→ Instruction 1: Render the stretch of the records from the line containing "window in the picture above?" through the end of the records as a Markdown table with the columns Row and Line. Number each line and leave out blank lines.

→ Excerpt:

■ ■ ■ ■ ■

Re: [PATCH v3 3/4] rust: Add dma_fence abstractions

All of lore.kernel.org
 help / color / mirror / Atom feed

From: sashiko-bot@kernel.org
To: "Philipp Stanner" <phasta@kernel.org>
Cc: ojeda@kernel.org, dri-devel@lists.freedesktop.org
Subject: Re: [PATCH v3 3/4] rust: Add dma_fence abstractions
Date: Tue, 23 Jun 2026 20:33:11 +0000	[thread overview]
Message-ID: <20260623203311.64BB01F00A3A@smtp.kernel.org> (raw)
In-Reply-To: <20260618132628.3811068-5-phasta@kernel.org>

Thank you for your contribution! Sashiko AI review found 6 potential issue(s) to consider:
- [Critical] Early publication of the fence callback exposes uninitialized memory to concurrent execution.
- [High] `Fence::is_signaled()` unconditionally acquires the fence's spinlock, causing a CPU deadlock if called from a fence callback.

■ ■ ■ ■ ■

→ Instruction 2: Carry the review of the Rust dma_fence patch forward from where it stops.

→ Data provided:
■ ■ ■ ■ ■

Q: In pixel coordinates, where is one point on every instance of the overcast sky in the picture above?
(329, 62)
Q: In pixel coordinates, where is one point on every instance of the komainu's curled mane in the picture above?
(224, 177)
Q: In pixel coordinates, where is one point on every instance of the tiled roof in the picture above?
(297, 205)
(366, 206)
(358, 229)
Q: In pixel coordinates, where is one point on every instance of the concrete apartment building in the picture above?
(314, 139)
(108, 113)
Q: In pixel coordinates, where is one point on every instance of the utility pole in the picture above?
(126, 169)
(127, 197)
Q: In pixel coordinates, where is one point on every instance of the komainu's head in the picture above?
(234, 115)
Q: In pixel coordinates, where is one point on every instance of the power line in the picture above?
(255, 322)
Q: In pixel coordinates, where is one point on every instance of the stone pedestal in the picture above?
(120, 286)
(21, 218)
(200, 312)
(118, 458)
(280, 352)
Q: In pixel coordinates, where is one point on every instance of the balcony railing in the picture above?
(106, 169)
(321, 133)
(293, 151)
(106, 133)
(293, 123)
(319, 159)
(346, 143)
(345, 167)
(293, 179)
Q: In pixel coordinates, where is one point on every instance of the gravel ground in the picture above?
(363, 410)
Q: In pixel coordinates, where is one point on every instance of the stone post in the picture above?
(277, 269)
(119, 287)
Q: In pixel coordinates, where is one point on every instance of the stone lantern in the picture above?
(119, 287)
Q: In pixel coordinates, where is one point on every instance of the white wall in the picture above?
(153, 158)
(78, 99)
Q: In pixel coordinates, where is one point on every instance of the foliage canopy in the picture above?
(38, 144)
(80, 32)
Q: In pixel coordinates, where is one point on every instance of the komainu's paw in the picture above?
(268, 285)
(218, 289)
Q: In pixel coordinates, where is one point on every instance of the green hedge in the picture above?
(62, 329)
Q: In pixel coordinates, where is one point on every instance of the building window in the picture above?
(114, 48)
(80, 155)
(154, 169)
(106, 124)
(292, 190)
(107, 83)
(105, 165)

■ ■ ■ ■ ■

→ Written response 1:
| Row | Line |
|---|---|
| 1 | Q: In pixel coordinates, where is one point on every instance of the building window in the picture above? |
| 2 | (114, 48) |
| 3 | (80, 155) |
| 4 | (154, 169) |
| 5 | (106, 124) |
| 6 | (292, 190) |
| 7 | (107, 83) |
| 8 | (105, 165) |

→ Written response 2:
- [High] Missing `dma_fence_begin_signalling()` and `dma_fence_end_signalling()` lockdep annotations breaks deadlock detection.
- [High] Aliasing violation in `FenceCbRegistration` Drop causes Undefined Behavior due to concurrent mutable references.
- [High] Missing `'static` bound on `DriverFence` generic types allows deferred destruction of short-lived references, leading to Use-After-Free.
- [Medium] Dropping `FenceCtx<T>` and user data in RCU softirq context triggers 'sleeping in atomic context' kernel BUG.
--

commit 77832e103c4c07b8e062803330d24f8483753627
Author: Philipp Stanner <phasta@kernel.org>

rust: Add dma_fence abstractions

This patch adds Rust abstractions for the dma_fence synchronization primitives.
It provides DriverFence and Fence types to decouple fence issuers and
consumers. It also implements callbacks and RCU-based destruction logic.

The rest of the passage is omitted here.